**EXERCISE OBJECTIVE**
Please transcribe everything in the data below from the line containing "class is: colorful" down to the line containing "[118, 106, 281, 254]", including both of those lines. Reproduce only those lines, unchanged.

**DATA ENTRIES**
- - -
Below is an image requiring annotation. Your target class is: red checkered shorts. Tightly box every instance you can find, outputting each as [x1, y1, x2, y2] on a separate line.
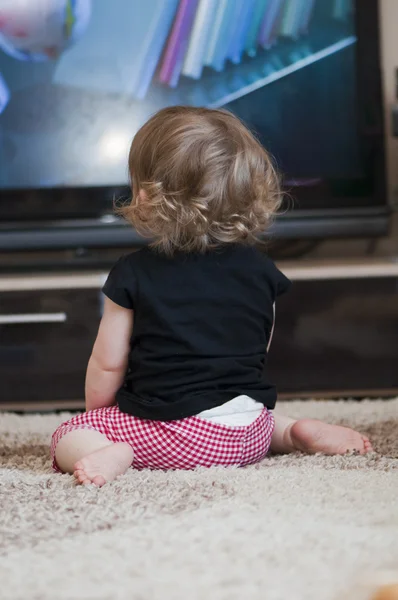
[51, 406, 274, 471]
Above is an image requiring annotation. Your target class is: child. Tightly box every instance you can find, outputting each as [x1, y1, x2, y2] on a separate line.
[52, 107, 371, 486]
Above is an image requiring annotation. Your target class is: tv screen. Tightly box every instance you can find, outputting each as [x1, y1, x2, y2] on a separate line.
[0, 0, 384, 225]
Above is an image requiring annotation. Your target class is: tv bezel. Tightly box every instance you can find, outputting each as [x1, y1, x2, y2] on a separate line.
[0, 0, 390, 251]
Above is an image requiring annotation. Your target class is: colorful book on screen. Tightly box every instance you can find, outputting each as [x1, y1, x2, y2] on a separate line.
[279, 0, 308, 38]
[182, 0, 218, 79]
[258, 0, 286, 48]
[159, 0, 199, 87]
[0, 73, 10, 115]
[300, 0, 315, 34]
[228, 0, 255, 64]
[205, 0, 236, 71]
[245, 0, 272, 56]
[54, 0, 178, 98]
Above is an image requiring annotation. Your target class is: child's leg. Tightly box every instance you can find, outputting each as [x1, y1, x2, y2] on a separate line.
[55, 429, 133, 486]
[271, 413, 373, 455]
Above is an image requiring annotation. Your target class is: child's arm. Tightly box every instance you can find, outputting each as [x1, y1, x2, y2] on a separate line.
[86, 297, 133, 411]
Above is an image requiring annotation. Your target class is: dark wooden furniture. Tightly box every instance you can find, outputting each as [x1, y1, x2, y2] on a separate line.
[0, 261, 398, 408]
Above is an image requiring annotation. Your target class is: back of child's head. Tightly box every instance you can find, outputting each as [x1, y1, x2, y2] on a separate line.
[118, 106, 281, 254]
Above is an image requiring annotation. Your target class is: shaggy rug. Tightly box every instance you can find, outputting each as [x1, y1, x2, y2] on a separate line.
[0, 399, 398, 600]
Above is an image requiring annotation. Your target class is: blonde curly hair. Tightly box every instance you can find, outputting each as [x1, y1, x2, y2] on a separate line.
[117, 106, 282, 255]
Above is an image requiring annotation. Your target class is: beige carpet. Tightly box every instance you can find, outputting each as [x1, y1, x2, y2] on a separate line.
[0, 399, 398, 600]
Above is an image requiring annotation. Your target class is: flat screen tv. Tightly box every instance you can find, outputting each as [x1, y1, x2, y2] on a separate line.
[0, 0, 388, 250]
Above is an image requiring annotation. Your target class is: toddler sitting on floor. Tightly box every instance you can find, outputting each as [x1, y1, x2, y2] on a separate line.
[52, 106, 371, 486]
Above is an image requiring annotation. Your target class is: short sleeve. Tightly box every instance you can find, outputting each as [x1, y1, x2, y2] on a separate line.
[102, 256, 136, 309]
[267, 259, 292, 299]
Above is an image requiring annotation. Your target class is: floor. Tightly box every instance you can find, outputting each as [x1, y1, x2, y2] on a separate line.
[0, 399, 398, 600]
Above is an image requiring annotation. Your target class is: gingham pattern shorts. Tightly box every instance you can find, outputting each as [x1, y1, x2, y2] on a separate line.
[51, 406, 274, 471]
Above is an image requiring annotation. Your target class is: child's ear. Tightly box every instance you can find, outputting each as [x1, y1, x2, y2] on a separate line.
[137, 190, 147, 204]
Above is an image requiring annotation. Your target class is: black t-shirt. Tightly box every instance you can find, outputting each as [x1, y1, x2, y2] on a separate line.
[103, 245, 290, 421]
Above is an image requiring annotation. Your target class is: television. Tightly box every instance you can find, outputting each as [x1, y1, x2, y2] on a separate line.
[0, 0, 389, 251]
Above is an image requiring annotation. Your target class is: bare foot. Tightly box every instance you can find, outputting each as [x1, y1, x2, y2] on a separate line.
[74, 443, 133, 487]
[288, 419, 373, 455]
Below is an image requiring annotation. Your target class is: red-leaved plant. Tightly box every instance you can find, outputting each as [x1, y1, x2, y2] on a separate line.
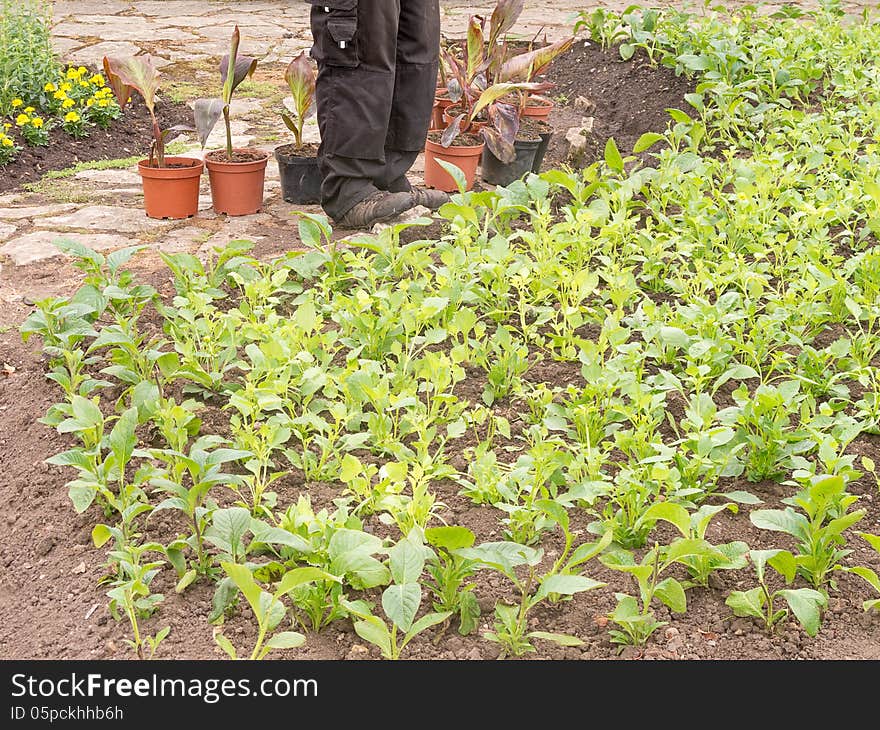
[281, 51, 316, 149]
[104, 56, 195, 167]
[194, 25, 257, 162]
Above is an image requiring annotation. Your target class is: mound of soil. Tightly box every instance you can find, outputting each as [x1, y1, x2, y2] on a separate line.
[0, 96, 193, 193]
[543, 41, 694, 170]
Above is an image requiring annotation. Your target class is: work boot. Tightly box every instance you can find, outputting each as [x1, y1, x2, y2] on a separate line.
[412, 188, 449, 210]
[335, 190, 415, 230]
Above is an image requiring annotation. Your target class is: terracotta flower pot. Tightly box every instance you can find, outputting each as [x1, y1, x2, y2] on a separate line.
[425, 134, 486, 193]
[205, 150, 269, 215]
[522, 99, 554, 122]
[138, 157, 205, 218]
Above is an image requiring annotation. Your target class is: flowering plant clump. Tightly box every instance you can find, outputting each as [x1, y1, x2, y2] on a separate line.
[12, 99, 51, 147]
[41, 66, 122, 129]
[0, 122, 19, 167]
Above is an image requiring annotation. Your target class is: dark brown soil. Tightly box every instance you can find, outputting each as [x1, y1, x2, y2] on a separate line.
[0, 96, 193, 193]
[0, 44, 880, 660]
[205, 149, 268, 164]
[275, 142, 318, 158]
[544, 41, 694, 169]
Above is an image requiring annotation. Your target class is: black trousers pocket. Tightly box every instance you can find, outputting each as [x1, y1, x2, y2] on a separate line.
[307, 0, 360, 68]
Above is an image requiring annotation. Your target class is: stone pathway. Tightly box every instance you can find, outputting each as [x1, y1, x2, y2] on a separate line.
[0, 0, 861, 278]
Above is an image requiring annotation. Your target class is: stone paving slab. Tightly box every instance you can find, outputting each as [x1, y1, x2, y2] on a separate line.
[34, 205, 174, 233]
[0, 231, 125, 266]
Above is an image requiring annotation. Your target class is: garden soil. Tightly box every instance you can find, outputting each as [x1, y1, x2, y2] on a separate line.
[0, 45, 880, 660]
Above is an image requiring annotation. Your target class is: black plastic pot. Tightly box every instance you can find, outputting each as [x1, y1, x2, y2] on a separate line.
[532, 132, 553, 175]
[275, 145, 323, 205]
[480, 140, 541, 185]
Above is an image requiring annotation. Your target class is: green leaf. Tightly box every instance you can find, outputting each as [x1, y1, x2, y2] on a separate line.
[67, 481, 95, 514]
[354, 616, 391, 659]
[174, 569, 199, 593]
[109, 408, 138, 469]
[778, 588, 828, 636]
[640, 502, 691, 537]
[92, 525, 113, 547]
[220, 562, 265, 623]
[529, 631, 584, 646]
[388, 537, 425, 583]
[404, 611, 452, 643]
[654, 578, 687, 613]
[214, 633, 238, 659]
[633, 132, 666, 154]
[532, 575, 606, 603]
[749, 509, 808, 539]
[275, 567, 340, 596]
[724, 588, 764, 618]
[425, 525, 475, 553]
[382, 583, 422, 633]
[605, 137, 623, 172]
[266, 631, 306, 649]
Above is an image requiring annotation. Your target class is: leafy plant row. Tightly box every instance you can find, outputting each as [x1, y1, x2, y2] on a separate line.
[23, 2, 880, 658]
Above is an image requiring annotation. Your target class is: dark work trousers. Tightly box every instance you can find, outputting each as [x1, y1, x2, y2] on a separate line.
[307, 0, 440, 220]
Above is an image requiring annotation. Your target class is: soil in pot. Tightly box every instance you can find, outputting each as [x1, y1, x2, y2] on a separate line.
[425, 131, 485, 193]
[275, 144, 323, 205]
[521, 117, 553, 175]
[481, 119, 546, 185]
[205, 149, 269, 215]
[138, 157, 205, 219]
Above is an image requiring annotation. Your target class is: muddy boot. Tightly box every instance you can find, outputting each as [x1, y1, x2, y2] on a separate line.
[335, 190, 415, 230]
[412, 188, 449, 210]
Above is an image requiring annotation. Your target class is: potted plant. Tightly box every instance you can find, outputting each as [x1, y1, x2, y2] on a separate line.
[195, 25, 269, 215]
[274, 51, 322, 204]
[104, 56, 204, 218]
[425, 15, 548, 189]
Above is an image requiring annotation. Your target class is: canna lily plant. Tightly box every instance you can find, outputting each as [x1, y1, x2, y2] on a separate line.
[104, 55, 195, 167]
[194, 25, 257, 162]
[441, 0, 574, 162]
[281, 51, 316, 150]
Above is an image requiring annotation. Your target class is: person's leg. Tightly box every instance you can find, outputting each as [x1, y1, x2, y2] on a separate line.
[309, 0, 406, 221]
[375, 0, 440, 192]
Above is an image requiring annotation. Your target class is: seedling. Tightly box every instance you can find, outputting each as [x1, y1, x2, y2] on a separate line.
[725, 550, 828, 636]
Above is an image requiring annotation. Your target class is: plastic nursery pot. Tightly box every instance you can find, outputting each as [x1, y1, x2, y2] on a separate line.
[138, 157, 205, 218]
[205, 149, 269, 215]
[425, 134, 485, 193]
[481, 139, 541, 185]
[532, 132, 553, 175]
[522, 99, 553, 122]
[275, 144, 323, 205]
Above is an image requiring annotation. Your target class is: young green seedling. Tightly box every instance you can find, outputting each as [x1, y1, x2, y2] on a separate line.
[342, 530, 452, 659]
[725, 550, 828, 636]
[214, 562, 338, 660]
[425, 526, 480, 636]
[749, 476, 867, 591]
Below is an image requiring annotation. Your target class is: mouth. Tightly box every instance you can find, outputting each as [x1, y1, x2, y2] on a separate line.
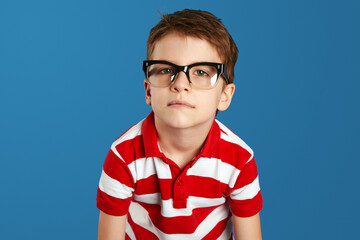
- - -
**RESULT OF THIS TASK**
Above is an image requiring annotation. Your target class is: colorful book on screen. Tightly box every instance you can find, outputting each as [x1, y1, x2, y2] on a separate line.
[279, 0, 308, 38]
[182, 0, 218, 79]
[258, 0, 286, 48]
[159, 0, 199, 87]
[0, 73, 10, 115]
[300, 0, 315, 34]
[228, 0, 255, 64]
[205, 0, 236, 71]
[245, 0, 272, 56]
[54, 0, 178, 98]
Above is an image requiring annotation. Your target class is: child's leg. Tightly box every instance you can find, outputting each as [x1, y1, x2, y2] on a separate line.
[55, 429, 133, 486]
[271, 413, 373, 455]
Above is an image requiring annotation. Your target class is: child's arm. Tightly box every instance you can find, outputting each as [x1, y1, x2, y2] on a separate line.
[86, 297, 133, 411]
Above is an image requiring annotation. Your target class is: dark wooden furniture. Tightly box every instance you can find, outputting each as [x1, y1, x2, y2] on a separate line.
[0, 261, 398, 408]
Above is an image requiring annotation. Your target class is: back of child's head. Tightly box every instance you can find, outputting each as [x1, y1, x2, y2] on a separate line.
[118, 106, 281, 254]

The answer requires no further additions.